[start]

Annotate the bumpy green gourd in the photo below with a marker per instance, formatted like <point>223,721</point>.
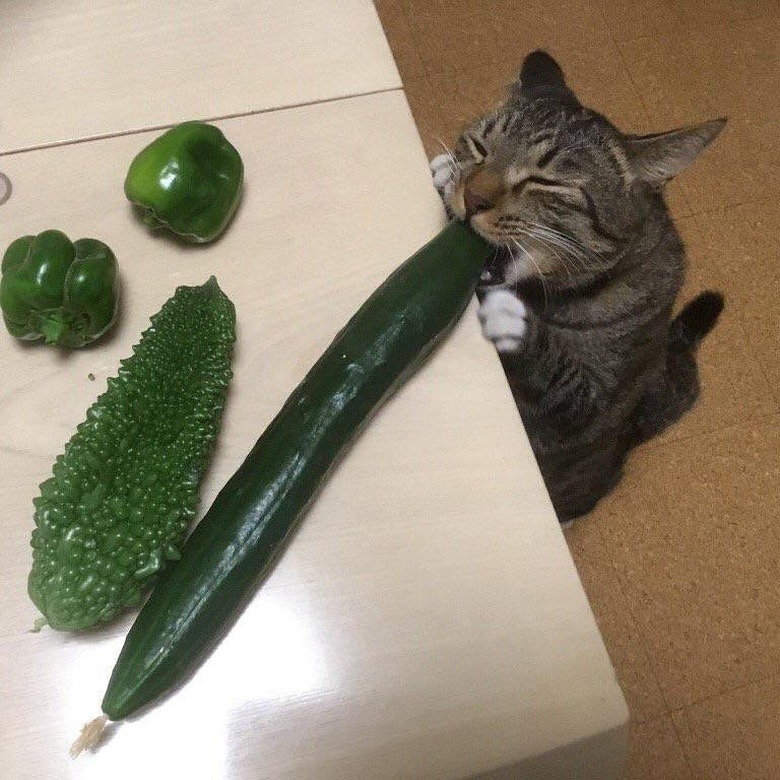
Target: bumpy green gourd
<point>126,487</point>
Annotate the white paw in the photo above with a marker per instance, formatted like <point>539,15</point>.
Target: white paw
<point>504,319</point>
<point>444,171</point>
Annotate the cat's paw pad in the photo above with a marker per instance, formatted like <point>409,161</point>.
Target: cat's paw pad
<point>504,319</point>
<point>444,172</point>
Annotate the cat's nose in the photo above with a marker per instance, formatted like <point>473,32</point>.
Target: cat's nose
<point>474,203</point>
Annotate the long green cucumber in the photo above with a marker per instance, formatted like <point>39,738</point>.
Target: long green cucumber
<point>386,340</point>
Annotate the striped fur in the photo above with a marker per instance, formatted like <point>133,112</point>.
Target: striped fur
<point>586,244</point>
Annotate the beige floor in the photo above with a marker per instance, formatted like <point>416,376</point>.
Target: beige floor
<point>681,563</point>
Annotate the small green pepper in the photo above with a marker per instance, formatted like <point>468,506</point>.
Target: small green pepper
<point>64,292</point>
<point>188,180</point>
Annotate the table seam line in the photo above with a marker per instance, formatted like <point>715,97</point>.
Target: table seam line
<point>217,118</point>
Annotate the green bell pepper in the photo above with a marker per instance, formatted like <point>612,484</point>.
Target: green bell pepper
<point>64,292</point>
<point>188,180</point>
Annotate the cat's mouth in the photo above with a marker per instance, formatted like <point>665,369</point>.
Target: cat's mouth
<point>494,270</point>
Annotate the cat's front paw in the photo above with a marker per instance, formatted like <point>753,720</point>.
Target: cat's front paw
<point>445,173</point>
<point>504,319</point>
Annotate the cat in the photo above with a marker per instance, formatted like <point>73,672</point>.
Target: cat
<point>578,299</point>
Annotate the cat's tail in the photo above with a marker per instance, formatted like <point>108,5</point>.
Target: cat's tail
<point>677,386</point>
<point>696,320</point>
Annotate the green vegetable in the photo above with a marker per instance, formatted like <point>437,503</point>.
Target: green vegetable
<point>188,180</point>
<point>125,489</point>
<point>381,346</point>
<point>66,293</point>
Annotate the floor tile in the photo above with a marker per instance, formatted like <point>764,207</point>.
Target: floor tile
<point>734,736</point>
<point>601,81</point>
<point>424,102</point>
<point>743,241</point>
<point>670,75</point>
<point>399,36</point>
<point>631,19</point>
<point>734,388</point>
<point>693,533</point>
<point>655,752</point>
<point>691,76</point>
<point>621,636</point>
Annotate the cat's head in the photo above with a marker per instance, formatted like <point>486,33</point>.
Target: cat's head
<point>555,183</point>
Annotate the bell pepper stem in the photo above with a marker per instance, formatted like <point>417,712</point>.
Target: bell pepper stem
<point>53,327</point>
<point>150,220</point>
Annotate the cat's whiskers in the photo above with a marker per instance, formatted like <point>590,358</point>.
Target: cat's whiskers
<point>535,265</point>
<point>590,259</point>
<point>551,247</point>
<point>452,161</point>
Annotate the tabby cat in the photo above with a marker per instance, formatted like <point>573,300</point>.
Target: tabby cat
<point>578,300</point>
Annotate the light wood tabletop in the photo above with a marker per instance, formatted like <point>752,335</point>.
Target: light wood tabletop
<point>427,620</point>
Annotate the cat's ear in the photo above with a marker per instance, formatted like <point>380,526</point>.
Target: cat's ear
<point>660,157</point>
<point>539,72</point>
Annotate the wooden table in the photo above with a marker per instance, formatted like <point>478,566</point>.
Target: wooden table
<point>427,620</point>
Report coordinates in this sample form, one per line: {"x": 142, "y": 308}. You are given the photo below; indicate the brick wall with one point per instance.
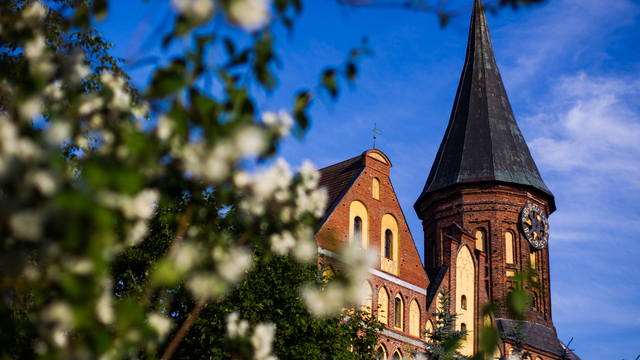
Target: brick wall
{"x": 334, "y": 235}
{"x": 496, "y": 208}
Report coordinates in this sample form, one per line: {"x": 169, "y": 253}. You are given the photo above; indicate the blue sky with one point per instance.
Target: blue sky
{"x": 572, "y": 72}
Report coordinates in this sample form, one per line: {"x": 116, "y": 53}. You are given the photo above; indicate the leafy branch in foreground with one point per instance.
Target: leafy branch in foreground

[end]

■ SHORT PROBLEM ■
With the pictures left out, transcribe the material exactly.

■ SOLUTION FOR THIS PROBLEM ■
Annotate the bumpy green gourd in the photo below with a marker per instance, formatted like <point>223,721</point>.
Target: bumpy green gourd
<point>126,487</point>
Annotate the white paw in the photo above with a marker per instance, formatted like <point>539,15</point>.
Target: white paw
<point>504,319</point>
<point>444,171</point>
Annotate the cat's paw pad in the photo above with a marker per instance, formatted like <point>409,161</point>.
Target: cat's paw pad
<point>504,319</point>
<point>444,172</point>
Annotate the cat's nose in the photo above with a marker per instance, formatted like <point>473,32</point>.
Target: cat's nose
<point>474,203</point>
Annotate the long green cucumber in the photo above with a marker per instance, formatted like <point>39,738</point>.
Target: long green cucumber
<point>386,340</point>
Annotate the striped fur in the photo above with a marker per instance, formatted like <point>133,112</point>.
Target: striped fur
<point>586,244</point>
Annotate the beige floor in the photo above with a marker per instance, formatted like <point>416,376</point>.
Target: beige floor
<point>681,563</point>
Annotate the small green pepper in the photo above with a marker per instance, formatted like <point>468,506</point>.
Target: small green pepper
<point>64,292</point>
<point>188,180</point>
Annotate the table seam line in the photo above with a marker per instance, formatted like <point>715,97</point>.
Target: table seam line
<point>217,118</point>
Annotate the green bell pepper in the photo above with a marker per instance, formatted like <point>612,484</point>.
Target: green bell pepper
<point>64,292</point>
<point>188,180</point>
Annotate the cat's mouth in the photo above with a marker per instance, formatted like <point>665,369</point>.
Target: cat's mouth
<point>494,270</point>
Annotate the cat's front paw in the photo above with a marker per instance, formatted like <point>753,720</point>.
Target: cat's front paw
<point>445,173</point>
<point>504,319</point>
Annotate the cat in the photo above with a marker per instance, formatted like <point>73,672</point>.
Target: cat
<point>578,299</point>
Annotate the cat's tail in the photo above with a marker per instance, formatted like <point>108,5</point>.
Target: cat's tail
<point>677,386</point>
<point>696,320</point>
Annotate the green vegetable in the photo above with a marker per instance, formatted like <point>437,503</point>.
Target: green vegetable
<point>188,180</point>
<point>125,489</point>
<point>381,346</point>
<point>66,293</point>
Annotate the floor tile in the photo above with a marker per instance, formatted like <point>764,207</point>.
Target: floor tile
<point>734,736</point>
<point>601,81</point>
<point>424,102</point>
<point>743,241</point>
<point>670,75</point>
<point>399,36</point>
<point>631,19</point>
<point>734,388</point>
<point>693,533</point>
<point>655,752</point>
<point>691,76</point>
<point>621,636</point>
Annotate the cat's head in the photo above with a marker per instance, formatted like <point>486,33</point>.
Target: cat's head
<point>555,183</point>
Annotate the bell pepper stem in the photo above with a marker per instance, formatted like <point>417,712</point>.
Target: bell pepper stem
<point>53,327</point>
<point>150,220</point>
Annotate the cat's whiskers in the photo above with a marker per instance, formatted like <point>590,358</point>.
Target: cat's whiskers
<point>535,265</point>
<point>590,259</point>
<point>551,247</point>
<point>452,161</point>
Annotate the tabby cat in the photo above with a marker per instance, formatted like <point>573,300</point>.
Target: tabby cat
<point>578,300</point>
Annotate the light wood tabletop in the photo above with a marker per instance, formatted like <point>752,335</point>.
Target: light wood tabletop
<point>427,620</point>
Annotate the cat's ear in the photo above with a marker per instance, formatted like <point>380,526</point>.
Target: cat's ear
<point>660,157</point>
<point>539,72</point>
Annotate the wooden table in the photo above with a marker per instance, formatted like <point>478,566</point>.
Target: wooden table
<point>427,620</point>
Report coordinates in this sample form, one per line: {"x": 142, "y": 308}. You are given the photo below; indicate the brick wall with one point per instance.
Target: brick wall
{"x": 334, "y": 235}
{"x": 496, "y": 208}
Report coordinates in this sample form, one per line: {"x": 169, "y": 253}. You are given the photo above; indicate the blue sky with one point per instance.
Target: blue sky
{"x": 572, "y": 72}
Report coordinates in this sample form, one per line: {"x": 116, "y": 53}. You are given the photo above; indicate the leafy branch in foreground with one point per instance.
Target: leafy branch in foreground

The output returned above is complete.